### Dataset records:
•••

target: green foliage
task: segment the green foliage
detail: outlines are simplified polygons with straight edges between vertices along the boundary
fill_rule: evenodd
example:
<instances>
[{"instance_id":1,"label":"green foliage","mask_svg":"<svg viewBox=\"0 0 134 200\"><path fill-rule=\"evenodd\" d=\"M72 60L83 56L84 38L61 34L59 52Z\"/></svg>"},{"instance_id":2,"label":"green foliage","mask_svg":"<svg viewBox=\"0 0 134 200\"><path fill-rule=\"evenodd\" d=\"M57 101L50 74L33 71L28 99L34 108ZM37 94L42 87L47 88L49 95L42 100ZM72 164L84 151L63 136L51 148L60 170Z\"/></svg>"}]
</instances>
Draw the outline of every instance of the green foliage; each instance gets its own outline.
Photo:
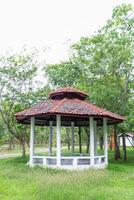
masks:
<instances>
[{"instance_id":1,"label":"green foliage","mask_svg":"<svg viewBox=\"0 0 134 200\"><path fill-rule=\"evenodd\" d=\"M133 130L134 18L130 4L113 10L111 19L94 35L71 46L68 62L46 68L54 86L72 85L91 102L126 116L122 130Z\"/></svg>"},{"instance_id":2,"label":"green foliage","mask_svg":"<svg viewBox=\"0 0 134 200\"><path fill-rule=\"evenodd\" d=\"M38 89L38 51L22 49L0 58L0 114L8 132L20 143L29 142L27 126L18 124L15 113L47 98L49 87Z\"/></svg>"}]
</instances>

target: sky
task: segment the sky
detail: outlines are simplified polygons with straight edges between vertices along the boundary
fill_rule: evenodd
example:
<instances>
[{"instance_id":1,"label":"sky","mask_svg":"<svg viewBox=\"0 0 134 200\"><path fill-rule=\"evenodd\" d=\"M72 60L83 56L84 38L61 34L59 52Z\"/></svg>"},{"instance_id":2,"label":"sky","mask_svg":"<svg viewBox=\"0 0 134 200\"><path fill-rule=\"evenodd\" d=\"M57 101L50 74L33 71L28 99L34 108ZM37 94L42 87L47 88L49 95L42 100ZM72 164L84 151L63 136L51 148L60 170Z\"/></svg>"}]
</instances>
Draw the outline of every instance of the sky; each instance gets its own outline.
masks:
<instances>
[{"instance_id":1,"label":"sky","mask_svg":"<svg viewBox=\"0 0 134 200\"><path fill-rule=\"evenodd\" d=\"M70 44L103 26L121 3L134 0L0 0L0 52L27 45L47 64L66 60Z\"/></svg>"}]
</instances>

•••

### WHAT YOU NEED TO DO:
Repeat every line of the listing above without changes, and omit the pictures from your answer.

### SOLUTION FOR THIS TASK:
target: green foliage
task: segment the green foliage
detail: outlines are simplified polygons with straight edges between vertices along the boundary
fill_rule: evenodd
example:
<instances>
[{"instance_id":1,"label":"green foliage","mask_svg":"<svg viewBox=\"0 0 134 200\"><path fill-rule=\"evenodd\" d=\"M72 60L83 56L84 38L61 34L59 52Z\"/></svg>"},{"instance_id":2,"label":"green foliage","mask_svg":"<svg viewBox=\"0 0 134 200\"><path fill-rule=\"evenodd\" d=\"M57 101L50 74L33 71L28 99L34 108ZM37 94L42 87L47 88L49 95L42 100ZM72 164L84 151L63 136L51 148L60 170Z\"/></svg>"}]
</instances>
Draw the outline of every instance of the green foliage; each instance gets its own outline.
Photo:
masks:
<instances>
[{"instance_id":1,"label":"green foliage","mask_svg":"<svg viewBox=\"0 0 134 200\"><path fill-rule=\"evenodd\" d=\"M133 130L134 18L130 4L113 10L111 19L94 35L71 46L68 62L46 68L54 86L72 85L91 102L126 116L122 130Z\"/></svg>"},{"instance_id":2,"label":"green foliage","mask_svg":"<svg viewBox=\"0 0 134 200\"><path fill-rule=\"evenodd\" d=\"M38 89L38 51L22 49L0 58L0 114L8 132L20 143L29 142L27 126L18 124L15 113L47 98L49 87Z\"/></svg>"}]
</instances>

target: sky
task: segment the sky
detail: outlines are simplified polygons with straight edges between vertices along the boundary
fill_rule: evenodd
example:
<instances>
[{"instance_id":1,"label":"sky","mask_svg":"<svg viewBox=\"0 0 134 200\"><path fill-rule=\"evenodd\" d=\"M72 60L83 56L84 38L61 34L59 52Z\"/></svg>"},{"instance_id":2,"label":"sky","mask_svg":"<svg viewBox=\"0 0 134 200\"><path fill-rule=\"evenodd\" d=\"M57 101L50 74L33 71L28 99L34 108ZM37 94L42 87L47 88L49 95L42 100ZM72 164L84 151L63 136L51 148L60 170Z\"/></svg>"}]
</instances>
Draw the outline of every instance of the sky; each instance gets its own outline.
masks:
<instances>
[{"instance_id":1,"label":"sky","mask_svg":"<svg viewBox=\"0 0 134 200\"><path fill-rule=\"evenodd\" d=\"M70 44L103 26L121 3L134 0L0 0L0 52L27 45L47 64L66 60Z\"/></svg>"}]
</instances>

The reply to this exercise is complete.